### TEXT SHOWN

━━━━

With all this money pouring into Nasdaq stocks, their prices have
soared. The average price/earnings ratio of a Nasdaq stock stood at a
mind-boggling 44 last month, up from 35 just six months ago. Compare
this with the average ratio on the NYSE--20--or the American's 21.

Perhaps it is true that small companies are the future, but big companies
are the present. Can the future really be worth 2 1/2 times as much as
the present, as these P/E ratios suggest? The truth is that many of these
Nasdaq prices are artificial, pushed to ridiculous levels by marketmaker
manipulation and investor naivete. One indication of how dangerous this
market has become is the volatility found in its shares. It is roughly
double that of Big Board- and Amex-listed stocks. According to the
statistical research firm of Abel/Noser in New York City, the average
volatility today in NYSE and Amex stocks--as measured by intraday
price movements off the stocks' daily lows--is 2.09% and 2.87%,
respectively. On Nasdaq this volatility is more than double the Big
Board's--4.9%.



To: MakeAFuss who wrote (1837)8/27/1998 11:00:00 PM
From: David Sirk  Respond to of 5908
 


Nasdaq's ride:
getting rougher
Of course, one would expect Nasdaq volatility to be higher than the Big
Board's. But the trend is interesting. Since mid-1995 volatility on
Nasdaq has risen markedly, even as volatility in the NYSE and Amex
composites has declined. The linked chart traces average volatility, from
daily close to daily close, for three composites, the NYSE, the Amex
and the Nasdaq, since 1990.

━━━━

### PROVIDED RECORDS
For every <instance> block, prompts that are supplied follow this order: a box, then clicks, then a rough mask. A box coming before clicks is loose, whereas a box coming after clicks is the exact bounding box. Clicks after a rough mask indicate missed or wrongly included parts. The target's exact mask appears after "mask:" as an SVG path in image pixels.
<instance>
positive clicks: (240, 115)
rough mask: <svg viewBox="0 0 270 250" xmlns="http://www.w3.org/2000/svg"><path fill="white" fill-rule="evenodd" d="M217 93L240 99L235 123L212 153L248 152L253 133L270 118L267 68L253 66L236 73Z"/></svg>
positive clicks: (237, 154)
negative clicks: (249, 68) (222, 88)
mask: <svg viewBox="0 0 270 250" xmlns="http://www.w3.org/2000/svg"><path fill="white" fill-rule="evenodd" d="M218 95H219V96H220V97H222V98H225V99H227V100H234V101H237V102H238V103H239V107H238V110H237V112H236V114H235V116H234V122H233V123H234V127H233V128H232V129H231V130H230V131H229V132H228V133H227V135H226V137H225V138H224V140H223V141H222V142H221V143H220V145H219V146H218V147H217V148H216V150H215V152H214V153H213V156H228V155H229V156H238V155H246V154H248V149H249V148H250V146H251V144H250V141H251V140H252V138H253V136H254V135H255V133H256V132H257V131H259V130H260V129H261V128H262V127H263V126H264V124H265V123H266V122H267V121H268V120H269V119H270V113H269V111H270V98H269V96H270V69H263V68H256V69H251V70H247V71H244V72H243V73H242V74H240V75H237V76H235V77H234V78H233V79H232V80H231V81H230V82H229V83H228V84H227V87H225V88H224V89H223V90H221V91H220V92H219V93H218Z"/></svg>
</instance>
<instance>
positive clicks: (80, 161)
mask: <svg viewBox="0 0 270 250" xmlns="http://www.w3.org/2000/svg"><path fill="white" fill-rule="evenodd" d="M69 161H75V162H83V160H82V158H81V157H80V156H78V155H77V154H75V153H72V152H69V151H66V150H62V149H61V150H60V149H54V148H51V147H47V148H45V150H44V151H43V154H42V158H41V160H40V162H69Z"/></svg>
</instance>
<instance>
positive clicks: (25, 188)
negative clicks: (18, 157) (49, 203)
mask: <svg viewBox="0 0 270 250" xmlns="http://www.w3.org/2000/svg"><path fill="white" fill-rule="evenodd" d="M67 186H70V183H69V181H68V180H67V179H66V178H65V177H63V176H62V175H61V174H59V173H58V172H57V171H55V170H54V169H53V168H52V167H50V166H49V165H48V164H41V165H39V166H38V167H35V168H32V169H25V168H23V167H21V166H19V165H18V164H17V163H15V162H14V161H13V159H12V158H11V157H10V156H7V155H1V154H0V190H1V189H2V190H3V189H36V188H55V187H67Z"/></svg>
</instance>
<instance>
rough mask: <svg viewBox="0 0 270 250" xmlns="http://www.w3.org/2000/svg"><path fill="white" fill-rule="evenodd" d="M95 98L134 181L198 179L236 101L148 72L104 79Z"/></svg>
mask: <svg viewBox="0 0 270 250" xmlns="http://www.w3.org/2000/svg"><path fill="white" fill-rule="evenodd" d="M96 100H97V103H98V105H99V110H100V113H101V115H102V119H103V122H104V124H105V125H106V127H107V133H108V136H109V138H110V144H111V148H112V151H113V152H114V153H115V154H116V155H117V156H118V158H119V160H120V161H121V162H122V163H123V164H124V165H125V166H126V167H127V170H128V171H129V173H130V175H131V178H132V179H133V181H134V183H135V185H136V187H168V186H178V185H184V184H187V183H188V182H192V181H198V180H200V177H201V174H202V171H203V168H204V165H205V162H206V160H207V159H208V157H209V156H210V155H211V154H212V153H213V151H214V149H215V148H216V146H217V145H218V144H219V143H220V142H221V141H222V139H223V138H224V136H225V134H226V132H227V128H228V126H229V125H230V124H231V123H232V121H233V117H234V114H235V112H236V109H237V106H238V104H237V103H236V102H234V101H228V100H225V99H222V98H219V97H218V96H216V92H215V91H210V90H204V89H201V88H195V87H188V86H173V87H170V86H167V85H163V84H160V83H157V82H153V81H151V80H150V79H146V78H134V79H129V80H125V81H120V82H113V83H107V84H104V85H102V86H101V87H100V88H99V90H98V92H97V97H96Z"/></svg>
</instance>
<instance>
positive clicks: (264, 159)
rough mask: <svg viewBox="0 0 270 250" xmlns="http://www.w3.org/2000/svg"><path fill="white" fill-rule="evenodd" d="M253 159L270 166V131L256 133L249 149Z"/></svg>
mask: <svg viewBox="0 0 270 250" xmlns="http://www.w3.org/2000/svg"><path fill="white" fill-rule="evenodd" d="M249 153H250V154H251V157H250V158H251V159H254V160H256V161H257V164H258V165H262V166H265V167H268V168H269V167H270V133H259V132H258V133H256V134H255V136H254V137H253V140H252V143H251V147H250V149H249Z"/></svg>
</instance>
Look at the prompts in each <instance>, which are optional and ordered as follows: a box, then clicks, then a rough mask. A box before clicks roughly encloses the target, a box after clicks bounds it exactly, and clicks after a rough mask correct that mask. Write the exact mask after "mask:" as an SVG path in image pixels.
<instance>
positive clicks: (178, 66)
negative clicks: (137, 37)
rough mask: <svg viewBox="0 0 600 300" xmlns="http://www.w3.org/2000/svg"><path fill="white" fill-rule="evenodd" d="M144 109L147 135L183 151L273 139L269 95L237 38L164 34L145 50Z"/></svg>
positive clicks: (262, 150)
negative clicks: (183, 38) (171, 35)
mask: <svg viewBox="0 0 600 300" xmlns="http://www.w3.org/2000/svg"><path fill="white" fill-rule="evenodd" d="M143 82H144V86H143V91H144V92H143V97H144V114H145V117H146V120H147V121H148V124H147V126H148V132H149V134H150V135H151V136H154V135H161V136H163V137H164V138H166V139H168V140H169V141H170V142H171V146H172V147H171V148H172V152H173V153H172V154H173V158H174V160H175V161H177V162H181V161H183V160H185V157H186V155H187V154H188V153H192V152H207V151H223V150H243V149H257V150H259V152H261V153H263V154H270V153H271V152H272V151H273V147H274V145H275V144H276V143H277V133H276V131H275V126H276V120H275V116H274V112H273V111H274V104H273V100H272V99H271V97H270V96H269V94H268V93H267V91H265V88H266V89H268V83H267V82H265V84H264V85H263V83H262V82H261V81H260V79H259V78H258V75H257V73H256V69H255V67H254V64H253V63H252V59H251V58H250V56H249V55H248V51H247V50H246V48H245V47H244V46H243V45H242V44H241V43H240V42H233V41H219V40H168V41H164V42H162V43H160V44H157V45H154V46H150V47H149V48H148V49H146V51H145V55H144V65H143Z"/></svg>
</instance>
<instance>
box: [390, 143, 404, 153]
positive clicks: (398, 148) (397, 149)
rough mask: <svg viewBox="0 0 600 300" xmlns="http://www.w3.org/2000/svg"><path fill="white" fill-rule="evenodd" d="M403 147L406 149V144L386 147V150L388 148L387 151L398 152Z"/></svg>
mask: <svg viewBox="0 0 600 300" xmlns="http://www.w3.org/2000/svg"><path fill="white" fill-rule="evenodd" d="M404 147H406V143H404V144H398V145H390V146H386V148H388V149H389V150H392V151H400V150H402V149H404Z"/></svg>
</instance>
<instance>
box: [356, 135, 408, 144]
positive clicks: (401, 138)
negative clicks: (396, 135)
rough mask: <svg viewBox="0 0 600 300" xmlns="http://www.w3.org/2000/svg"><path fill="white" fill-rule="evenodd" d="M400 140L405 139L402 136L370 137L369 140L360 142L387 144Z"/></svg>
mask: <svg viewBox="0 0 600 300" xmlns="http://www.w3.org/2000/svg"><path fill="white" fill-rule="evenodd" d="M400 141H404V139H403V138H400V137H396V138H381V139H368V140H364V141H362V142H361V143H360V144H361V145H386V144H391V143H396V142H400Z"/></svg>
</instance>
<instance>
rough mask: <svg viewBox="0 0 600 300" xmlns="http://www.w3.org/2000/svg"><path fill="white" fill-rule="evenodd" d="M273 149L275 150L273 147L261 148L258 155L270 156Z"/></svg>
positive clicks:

━━━━

### WRITTEN TASK 1
In the Nasdaq text, swap "average" for "mean" in the passage beginning at "With all this" and ending after "the American's 21.".
### WRITTEN TASK 2
According to the Nasdaq text, which firm supplied the volatility figures for NYSE and Amex stocks?
### WRITTEN TASK 3
Continue the Nasdaq volatility text from the point where it stops.
The entries come from a separate source, unrelated to the Nasdaq text.

### EXERCISE ANSWER 1
With all this money pouring into Nasdaq stocks, their prices have
soared. The mean price/earnings ratio of a Nasdaq stock stood at a
mind-boggling 44 last month, up from 35 just six months ago. Compare
this with the mean ratio on the NYSE--20--or the American's 21.

### EXERCISE ANSWER 2
Abel/Noser, a statistical research firm in New York City.

### EXERCISE ANSWER 3
Some investors have already gotten a taste of what happens on the
downside in formerly high-flying Nasdaq stocks. On June 21
shareholders of Manhattan Bagel watched in shock as their stock lost
35% of its value on news that the company had made accounting errors.
That day the tiny stock traded over 100 times its typical volume. And
Presstek, a stock that went from 50 to almost 200 in less than a year,
took a nosedive in early June, falling to as low as 43. Just before the fall
there were only four marketmakers in the stock, down from around a
dozen or so in previous months. The dealers who opted out looked
smart after the fall. But that didn't help investors looking for ways to get
out of their stock.

What do you expect? the Nasdaq people respond. These are often
startup companies. They are inherently dicey. You can't get outsize gains
without taking outsize risks. Furthermore, investors are crazy for
high-tech and Internet stocks, many of which trade on Nasdaq. True
enough, but that doesn't fully explain the rise in volatility or the
tremendous increase in trading. The American Stock Exchange, also
home to smaller companies, experiences much less volatility. Any full
explanation of what is happening must take into account the mania for
so-called momentum investing by both professional--including those
who use the Small Order Execution System, known as SOES--and
amateur traders. Forget the hype: Momentum investing means selling a
stock that is going down and buying a stock that is going up. A better
name would be bandwagon investing. Much in the nature of Nasdaq
makes it hospitable to bandwagon investing. Unlike the exchanges,
where brokers simply match buyers and sellers, the Nasdaq market is
one in which marketmakers act not simply as brokers but as middlemen,
buying shares from sellers and selling them to others.

Watch what happens to a stock's trading patterns when it moves from a
dealer market--Nasdaq--to an auction market, in this case the NYSE.
Of the 68 companies that made this move from January 1995 to May
1996, 93% saw a decline in intraday volatility in their stocks--from
3.4% on Nasdaq to 2.2% on the NYSE.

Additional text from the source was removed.